Faça isto
Dê continuidade ao relato sobre a visita ao Muro de Berlim, apresentado logo abaixo, a partir da última frase.

Trecho do documento
===============
Por Luciana Carpinelli


A primeira referência a Berlim de que me lembro é do muro, provavelmente em uma aula de História no primário. Nunca tive muita paciência para os feitos da Igreja Católica, para as disputas entre Gregos e Troianos e muito menos para as Grandes Navegações. Então a história da Alemanha e tudo o que a envolvia, com (e apesar de) todas as suas crueldades, me deixavam mais curiosa.

Isso ficou um pouco adormecido em mim desde que o meu grupo na faculdade fez uma pesquisa sobre Joseph Mengele e o Nazismo, mas acabou ressurgindo com a minha temporada em Berlim. E o Muro foi o primeiro “ponto turístico” que resolvi visitar.

O sábado de setembro amanheceu, como de costume, azul e ensolarado, e lá fui eu com meu mapa debaixo do braço. Depois de algumas idas e vindas no metro (óbvio que me perdi), consegui chegar à estação Kochstraße. Logo que saí dela, dei de cara com o museu Haus am Checkpoint Charlie, que guarda a história do famoso Muro de Berlim.

Um dia ensolarado.

Um dia ensolarado.

E na saída da estação Kochstraße...

E na saída da estação Kochstraße…

...o museu Haus am Checkpoint Charlie.

…o museu Haus am Checkpoint Charlie.
===============
Material fornecido
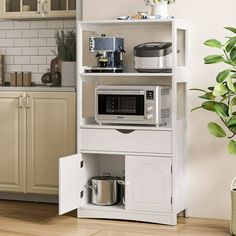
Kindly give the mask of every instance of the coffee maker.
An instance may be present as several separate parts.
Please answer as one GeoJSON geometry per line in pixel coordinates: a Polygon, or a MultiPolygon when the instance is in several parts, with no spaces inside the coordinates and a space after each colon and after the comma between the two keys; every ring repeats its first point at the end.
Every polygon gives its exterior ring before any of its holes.
{"type": "Polygon", "coordinates": [[[86,67],[85,72],[123,72],[124,38],[122,36],[92,36],[89,38],[89,51],[96,53],[97,65],[86,67]]]}

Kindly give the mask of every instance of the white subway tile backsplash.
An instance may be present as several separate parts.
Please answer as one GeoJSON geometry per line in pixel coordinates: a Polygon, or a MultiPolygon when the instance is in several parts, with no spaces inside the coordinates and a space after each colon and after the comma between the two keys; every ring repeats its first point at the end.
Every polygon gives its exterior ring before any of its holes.
{"type": "Polygon", "coordinates": [[[30,28],[31,29],[45,29],[47,27],[46,21],[31,21],[30,28]]]}
{"type": "Polygon", "coordinates": [[[50,69],[50,65],[39,65],[39,73],[46,73],[50,69]]]}
{"type": "Polygon", "coordinates": [[[53,56],[56,53],[55,47],[39,47],[39,55],[42,56],[53,56]]]}
{"type": "Polygon", "coordinates": [[[22,30],[22,38],[37,38],[38,36],[38,30],[22,30]]]}
{"type": "Polygon", "coordinates": [[[47,40],[46,38],[32,38],[30,39],[30,46],[46,46],[47,40]]]}
{"type": "Polygon", "coordinates": [[[15,47],[30,46],[30,40],[29,39],[14,39],[14,46],[15,47]]]}
{"type": "Polygon", "coordinates": [[[39,37],[53,38],[56,35],[57,30],[55,29],[41,29],[39,30],[39,37]]]}
{"type": "Polygon", "coordinates": [[[63,28],[63,20],[51,20],[47,21],[48,29],[62,29],[63,28]]]}
{"type": "Polygon", "coordinates": [[[21,30],[6,30],[6,38],[21,38],[21,30]]]}
{"type": "Polygon", "coordinates": [[[15,56],[14,64],[21,64],[21,65],[30,64],[30,56],[15,56]]]}
{"type": "Polygon", "coordinates": [[[14,21],[14,29],[29,29],[30,21],[14,21]]]}
{"type": "Polygon", "coordinates": [[[0,30],[0,38],[6,38],[6,31],[5,30],[0,30]]]}
{"type": "Polygon", "coordinates": [[[21,48],[6,48],[6,55],[19,56],[22,53],[21,48]]]}
{"type": "Polygon", "coordinates": [[[32,73],[38,73],[39,72],[39,66],[38,65],[22,65],[23,71],[30,71],[32,73]]]}
{"type": "Polygon", "coordinates": [[[21,65],[6,65],[6,72],[12,72],[12,71],[21,71],[22,66],[21,65]]]}
{"type": "Polygon", "coordinates": [[[56,39],[55,38],[47,38],[47,46],[48,47],[56,47],[56,39]]]}
{"type": "Polygon", "coordinates": [[[47,57],[46,56],[31,56],[31,63],[30,64],[47,64],[47,57]]]}
{"type": "Polygon", "coordinates": [[[42,75],[55,58],[56,32],[75,28],[75,20],[0,20],[0,54],[5,55],[6,75],[12,71],[31,71],[32,81],[41,83],[42,75]]]}
{"type": "Polygon", "coordinates": [[[24,56],[36,56],[39,53],[38,47],[25,47],[22,48],[22,55],[24,56]]]}
{"type": "Polygon", "coordinates": [[[13,21],[0,21],[0,29],[13,29],[13,21]]]}
{"type": "Polygon", "coordinates": [[[12,47],[13,46],[13,39],[0,39],[0,46],[1,47],[12,47]]]}
{"type": "Polygon", "coordinates": [[[7,65],[14,65],[14,56],[5,56],[4,61],[7,65]]]}

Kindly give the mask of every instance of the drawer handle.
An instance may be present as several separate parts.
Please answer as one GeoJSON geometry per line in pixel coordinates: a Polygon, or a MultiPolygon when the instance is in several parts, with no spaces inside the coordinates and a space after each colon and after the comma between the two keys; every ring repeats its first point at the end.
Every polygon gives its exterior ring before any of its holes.
{"type": "Polygon", "coordinates": [[[118,132],[122,133],[122,134],[131,134],[133,133],[135,130],[134,129],[117,129],[118,132]]]}

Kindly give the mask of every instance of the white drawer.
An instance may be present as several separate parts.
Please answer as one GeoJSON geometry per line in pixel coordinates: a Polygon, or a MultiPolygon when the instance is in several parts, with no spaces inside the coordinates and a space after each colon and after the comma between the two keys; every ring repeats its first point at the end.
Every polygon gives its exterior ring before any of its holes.
{"type": "Polygon", "coordinates": [[[171,131],[81,129],[81,151],[171,154],[171,131]]]}

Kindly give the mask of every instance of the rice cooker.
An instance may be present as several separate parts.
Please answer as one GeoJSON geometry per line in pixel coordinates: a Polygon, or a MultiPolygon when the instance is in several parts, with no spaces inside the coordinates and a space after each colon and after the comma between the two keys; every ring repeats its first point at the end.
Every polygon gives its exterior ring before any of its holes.
{"type": "Polygon", "coordinates": [[[147,42],[134,47],[135,70],[138,72],[171,73],[172,43],[147,42]]]}

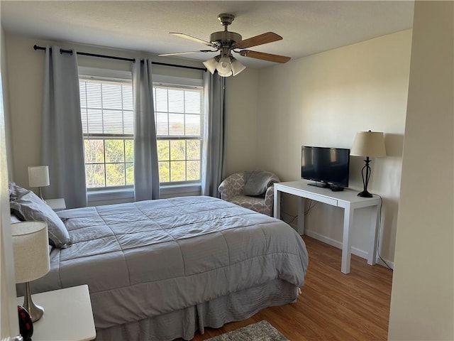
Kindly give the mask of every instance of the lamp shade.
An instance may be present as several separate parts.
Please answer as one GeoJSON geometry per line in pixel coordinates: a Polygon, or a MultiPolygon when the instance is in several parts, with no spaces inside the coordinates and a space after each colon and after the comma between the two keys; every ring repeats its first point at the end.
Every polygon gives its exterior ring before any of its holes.
{"type": "Polygon", "coordinates": [[[383,133],[379,131],[358,131],[350,151],[353,156],[382,158],[386,156],[383,133]]]}
{"type": "Polygon", "coordinates": [[[49,182],[49,166],[35,166],[28,167],[28,185],[30,187],[44,187],[50,185],[49,182]]]}
{"type": "Polygon", "coordinates": [[[48,225],[43,222],[11,224],[16,283],[43,277],[50,269],[48,225]]]}

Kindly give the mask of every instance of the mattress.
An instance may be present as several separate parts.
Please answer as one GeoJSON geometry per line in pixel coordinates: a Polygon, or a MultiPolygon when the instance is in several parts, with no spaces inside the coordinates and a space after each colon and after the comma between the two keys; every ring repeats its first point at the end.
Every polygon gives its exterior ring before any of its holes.
{"type": "Polygon", "coordinates": [[[33,293],[88,284],[96,328],[140,321],[276,279],[304,285],[308,256],[283,222],[211,197],[60,211],[71,246],[54,249],[33,293]]]}

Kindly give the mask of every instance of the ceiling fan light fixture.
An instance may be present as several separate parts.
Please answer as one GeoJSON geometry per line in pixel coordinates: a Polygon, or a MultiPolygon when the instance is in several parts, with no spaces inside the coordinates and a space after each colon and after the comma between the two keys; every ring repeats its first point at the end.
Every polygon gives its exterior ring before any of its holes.
{"type": "Polygon", "coordinates": [[[219,75],[228,74],[232,72],[232,63],[228,55],[221,55],[216,67],[219,75]]]}
{"type": "Polygon", "coordinates": [[[230,77],[233,75],[233,72],[232,72],[231,70],[226,73],[220,72],[219,71],[218,71],[218,75],[219,75],[221,77],[230,77]]]}
{"type": "Polygon", "coordinates": [[[233,57],[231,57],[232,60],[232,73],[233,76],[236,76],[238,73],[246,68],[243,64],[241,64],[237,59],[233,57]]]}
{"type": "Polygon", "coordinates": [[[214,75],[214,72],[216,71],[216,67],[218,66],[218,60],[219,60],[219,56],[216,55],[216,57],[213,57],[212,58],[209,59],[208,60],[205,60],[204,62],[204,65],[206,67],[211,75],[214,75]]]}

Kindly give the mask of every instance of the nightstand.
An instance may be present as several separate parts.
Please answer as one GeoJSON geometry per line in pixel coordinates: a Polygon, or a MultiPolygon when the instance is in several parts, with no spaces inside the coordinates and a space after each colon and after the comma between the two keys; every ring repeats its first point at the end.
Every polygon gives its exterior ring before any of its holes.
{"type": "MultiPolygon", "coordinates": [[[[33,341],[86,341],[96,336],[88,286],[83,285],[32,295],[44,308],[33,323],[33,341]]],[[[23,297],[17,298],[19,305],[23,297]]]]}
{"type": "Polygon", "coordinates": [[[59,199],[47,199],[45,203],[50,206],[54,211],[61,211],[66,209],[66,202],[62,197],[59,199]]]}

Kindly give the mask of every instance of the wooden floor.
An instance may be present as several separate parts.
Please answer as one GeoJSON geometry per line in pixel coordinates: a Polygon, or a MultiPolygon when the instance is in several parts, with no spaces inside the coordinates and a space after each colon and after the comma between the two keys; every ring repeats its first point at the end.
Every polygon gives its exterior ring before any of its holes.
{"type": "Polygon", "coordinates": [[[296,303],[262,310],[240,322],[206,328],[194,341],[266,320],[291,341],[387,340],[392,271],[352,255],[350,273],[340,272],[341,251],[304,236],[309,265],[296,303]]]}

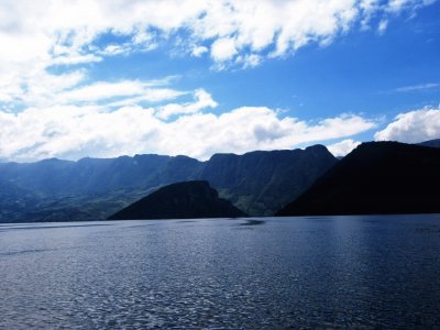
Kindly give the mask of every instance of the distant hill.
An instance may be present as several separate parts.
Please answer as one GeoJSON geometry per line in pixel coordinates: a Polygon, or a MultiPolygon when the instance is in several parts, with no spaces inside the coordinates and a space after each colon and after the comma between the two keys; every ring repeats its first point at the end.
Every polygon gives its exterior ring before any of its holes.
{"type": "Polygon", "coordinates": [[[165,186],[111,216],[109,220],[195,219],[244,217],[207,182],[194,180],[165,186]]]}
{"type": "Polygon", "coordinates": [[[273,216],[337,163],[323,146],[306,150],[216,154],[200,178],[251,216],[273,216]]]}
{"type": "Polygon", "coordinates": [[[425,142],[421,142],[421,143],[418,143],[418,144],[419,145],[424,145],[424,146],[440,147],[440,139],[425,141],[425,142]]]}
{"type": "Polygon", "coordinates": [[[277,216],[440,212],[440,150],[358,146],[277,216]]]}
{"type": "MultiPolygon", "coordinates": [[[[200,179],[246,213],[272,216],[337,162],[324,146],[315,145],[216,154],[207,162],[187,156],[135,155],[0,163],[0,183],[13,183],[16,191],[35,197],[26,208],[15,202],[0,206],[0,222],[102,220],[162,186],[200,179]],[[8,216],[11,212],[13,220],[8,216]]],[[[0,196],[10,190],[0,184],[0,196]]]]}

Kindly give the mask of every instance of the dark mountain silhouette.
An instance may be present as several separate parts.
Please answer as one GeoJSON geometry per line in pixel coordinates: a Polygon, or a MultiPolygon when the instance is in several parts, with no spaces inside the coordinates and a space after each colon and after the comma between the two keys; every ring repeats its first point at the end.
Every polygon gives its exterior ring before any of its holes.
{"type": "Polygon", "coordinates": [[[424,146],[440,147],[440,139],[429,140],[429,141],[425,141],[425,142],[421,142],[418,144],[424,145],[424,146]]]}
{"type": "MultiPolygon", "coordinates": [[[[106,219],[162,186],[196,179],[208,180],[222,198],[249,215],[271,216],[336,163],[321,145],[217,154],[207,162],[187,156],[135,155],[0,163],[0,182],[13,183],[16,189],[36,197],[33,207],[4,206],[0,222],[106,219]],[[13,219],[7,216],[10,207],[13,219]]],[[[9,189],[2,191],[8,194],[9,189]]]]}
{"type": "Polygon", "coordinates": [[[114,213],[110,220],[196,219],[244,217],[245,213],[221,199],[208,182],[172,184],[114,213]]]}
{"type": "Polygon", "coordinates": [[[272,216],[338,161],[323,146],[306,150],[216,154],[200,178],[251,216],[272,216]]]}
{"type": "Polygon", "coordinates": [[[277,216],[440,212],[440,150],[358,146],[277,216]]]}

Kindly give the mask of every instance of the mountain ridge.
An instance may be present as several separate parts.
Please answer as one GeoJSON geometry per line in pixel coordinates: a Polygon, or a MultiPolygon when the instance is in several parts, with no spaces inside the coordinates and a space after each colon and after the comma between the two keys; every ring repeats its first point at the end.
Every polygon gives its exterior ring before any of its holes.
{"type": "Polygon", "coordinates": [[[276,215],[440,212],[439,168],[439,148],[363,143],[276,215]]]}
{"type": "MultiPolygon", "coordinates": [[[[208,180],[246,213],[272,216],[336,162],[324,146],[215,154],[205,162],[155,154],[50,158],[0,163],[0,180],[38,197],[33,209],[13,208],[13,221],[105,219],[162,186],[195,179],[208,180]]],[[[0,216],[0,221],[9,218],[0,216]]]]}
{"type": "Polygon", "coordinates": [[[237,218],[246,215],[208,182],[190,180],[164,186],[110,216],[109,220],[237,218]]]}

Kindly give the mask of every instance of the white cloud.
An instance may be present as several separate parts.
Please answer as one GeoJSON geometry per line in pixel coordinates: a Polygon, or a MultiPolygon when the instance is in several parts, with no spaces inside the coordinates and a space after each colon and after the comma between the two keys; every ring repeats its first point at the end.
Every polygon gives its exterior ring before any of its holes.
{"type": "Polygon", "coordinates": [[[194,92],[195,101],[187,103],[169,103],[161,107],[156,116],[161,119],[168,119],[175,114],[197,113],[206,108],[216,108],[218,103],[204,89],[197,89],[194,92]]]}
{"type": "Polygon", "coordinates": [[[327,146],[327,148],[336,156],[343,157],[346,154],[351,153],[353,148],[360,145],[361,142],[354,141],[352,139],[346,139],[338,143],[333,143],[327,146]]]}
{"type": "Polygon", "coordinates": [[[216,62],[229,61],[235,54],[235,42],[232,38],[219,38],[211,45],[211,57],[216,62]]]}
{"type": "Polygon", "coordinates": [[[378,32],[380,34],[384,34],[386,28],[388,28],[388,21],[387,21],[387,20],[382,20],[382,21],[378,23],[377,32],[378,32]]]}
{"type": "Polygon", "coordinates": [[[440,108],[400,113],[384,130],[374,134],[378,141],[417,143],[440,139],[440,108]]]}
{"type": "Polygon", "coordinates": [[[173,42],[179,32],[187,36],[182,38],[187,43],[187,54],[197,57],[210,52],[217,68],[253,67],[311,42],[327,45],[356,21],[377,15],[385,22],[389,12],[415,10],[432,2],[0,1],[0,101],[20,99],[25,92],[22,87],[34,84],[36,76],[56,76],[48,70],[53,66],[84,65],[106,61],[108,56],[147,52],[161,42],[173,42]],[[112,36],[107,44],[101,37],[105,35],[112,36]]]}
{"type": "MultiPolygon", "coordinates": [[[[213,106],[198,91],[190,107],[213,106]]],[[[114,111],[98,106],[29,108],[20,113],[0,111],[0,158],[35,161],[76,160],[121,154],[185,154],[206,160],[217,152],[292,148],[298,144],[350,136],[375,125],[359,116],[339,116],[319,122],[280,118],[268,108],[244,107],[222,114],[188,113],[172,122],[158,109],[139,106],[114,111]]]]}
{"type": "Polygon", "coordinates": [[[195,57],[200,57],[201,55],[204,55],[205,53],[207,53],[209,50],[205,46],[196,46],[193,48],[193,56],[195,57]]]}
{"type": "Polygon", "coordinates": [[[440,86],[439,84],[429,82],[429,84],[420,84],[420,85],[399,87],[399,88],[394,89],[394,91],[408,92],[408,91],[431,89],[431,88],[436,88],[436,87],[439,87],[439,86],[440,86]]]}

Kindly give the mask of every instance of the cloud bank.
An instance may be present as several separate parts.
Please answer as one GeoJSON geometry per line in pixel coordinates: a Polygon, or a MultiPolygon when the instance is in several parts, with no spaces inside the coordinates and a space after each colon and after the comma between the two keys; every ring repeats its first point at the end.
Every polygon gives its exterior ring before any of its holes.
{"type": "MultiPolygon", "coordinates": [[[[254,67],[310,43],[328,45],[433,0],[15,0],[0,2],[0,102],[26,98],[55,74],[179,44],[213,66],[254,67]],[[376,20],[373,20],[376,19],[376,20]],[[374,23],[373,23],[374,22],[374,23]],[[177,40],[179,41],[177,43],[177,40]]],[[[383,29],[376,26],[375,29],[383,29]]],[[[59,79],[58,79],[59,80],[59,79]]],[[[79,81],[77,81],[79,82],[79,81]]]]}
{"type": "Polygon", "coordinates": [[[384,130],[374,134],[374,139],[407,143],[440,139],[440,108],[424,108],[400,113],[384,130]]]}
{"type": "Polygon", "coordinates": [[[193,102],[185,106],[190,111],[185,110],[186,114],[174,121],[164,119],[162,107],[125,106],[108,111],[100,106],[65,105],[28,108],[20,113],[0,111],[0,158],[26,162],[158,153],[206,160],[219,152],[292,148],[300,143],[351,136],[375,125],[354,114],[306,122],[282,118],[265,107],[215,114],[204,112],[215,102],[204,94],[196,91],[193,102]]]}

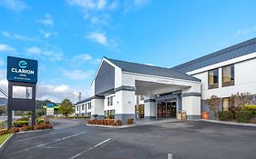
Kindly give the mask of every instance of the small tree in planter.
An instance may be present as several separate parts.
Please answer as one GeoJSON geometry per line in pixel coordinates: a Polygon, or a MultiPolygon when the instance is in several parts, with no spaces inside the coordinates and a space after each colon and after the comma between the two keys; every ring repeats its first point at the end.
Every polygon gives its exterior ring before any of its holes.
{"type": "Polygon", "coordinates": [[[213,112],[216,119],[219,120],[219,105],[220,98],[217,95],[211,95],[210,99],[207,99],[205,104],[210,107],[210,111],[213,112]]]}
{"type": "Polygon", "coordinates": [[[73,104],[69,99],[64,99],[59,106],[59,113],[67,117],[74,113],[73,104]]]}

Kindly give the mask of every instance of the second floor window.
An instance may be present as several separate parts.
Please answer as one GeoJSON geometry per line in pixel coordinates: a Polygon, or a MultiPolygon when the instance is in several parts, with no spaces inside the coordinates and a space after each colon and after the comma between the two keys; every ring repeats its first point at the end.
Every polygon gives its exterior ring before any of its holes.
{"type": "Polygon", "coordinates": [[[222,86],[234,84],[234,65],[222,67],[222,86]]]}
{"type": "Polygon", "coordinates": [[[208,88],[219,88],[219,69],[208,72],[208,88]]]}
===============
Resposta à tarefa
A sensação, ao chegar ali, foi um misto de tristeza e alegria. Estava feliz por ter a oportunidade de estar em um lugar tão importante, mas é impossível não sentir o peso do sofrimento que a divisão causou pra tanta gente. Confesso que por alguns momentos fiquei ali observando aquela imagem que tinha visto em tantos livros e chorando quietinha.

Aliás, para mim aquele é um dos lugares mais tristes do mundo. Enquanto estive por lá, lembrei muito da senhorinha que sentou ao meu lado no avião da ida e nas histórias que ela me contou sobre o Holocausto. Vi também algumas frases no muro que me fizeram imaginar quantas vidas foram mudadas pra sempre por ele. Se com isso já fiquei meio pensativa, preferi evitar ver a mostra ao ar livre que eles chamam de “Topografia do Terror” e não consegui sorrir na foto ao lado do que sobrou daquela época.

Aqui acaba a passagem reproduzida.